Material:
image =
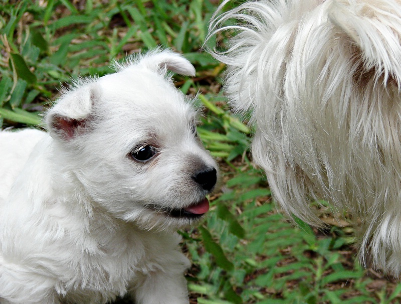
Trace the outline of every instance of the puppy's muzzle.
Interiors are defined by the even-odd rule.
[[[197,172],[192,177],[195,182],[200,185],[204,190],[210,192],[217,181],[217,171],[214,168]]]

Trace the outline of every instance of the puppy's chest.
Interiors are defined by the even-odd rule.
[[[116,236],[111,241],[87,244],[86,252],[72,257],[64,288],[67,292],[69,289],[78,289],[125,293],[145,259],[145,248],[138,241]]]

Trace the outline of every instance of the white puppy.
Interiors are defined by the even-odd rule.
[[[312,224],[311,200],[349,211],[362,259],[401,274],[401,3],[248,2],[215,16],[211,34],[226,30],[214,55],[275,198]]]
[[[0,132],[0,302],[188,302],[178,228],[209,209],[215,162],[196,112],[156,51],[81,82],[47,113],[49,133]]]

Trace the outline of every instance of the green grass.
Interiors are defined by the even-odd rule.
[[[276,211],[249,159],[252,130],[229,112],[220,90],[224,67],[201,50],[216,2],[104,3],[1,3],[0,125],[39,124],[71,78],[102,76],[127,54],[171,48],[195,66],[195,77],[175,80],[184,93],[199,93],[199,135],[223,175],[206,220],[181,232],[193,263],[187,276],[191,302],[399,302],[401,285],[358,265],[351,228],[319,231],[299,220],[294,225]],[[326,217],[335,218],[328,209]]]

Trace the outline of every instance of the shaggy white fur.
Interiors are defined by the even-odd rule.
[[[191,101],[157,50],[78,82],[47,113],[49,133],[0,132],[0,303],[188,302],[178,228],[209,209],[215,161]]]
[[[349,211],[362,260],[399,275],[401,3],[247,2],[214,17],[210,35],[227,31],[227,48],[211,52],[228,65],[234,107],[252,112],[254,159],[276,199],[316,225],[311,200]]]

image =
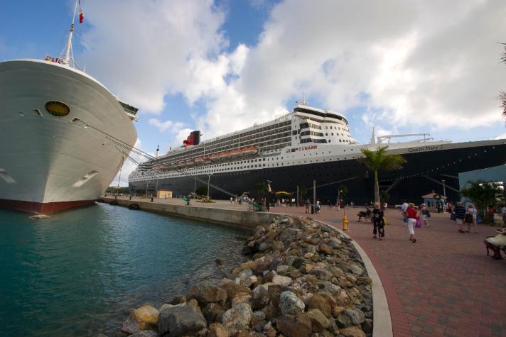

Task prompt: How many lines in the records above contain the word "every"? Reply with the number only.

Complete response: 5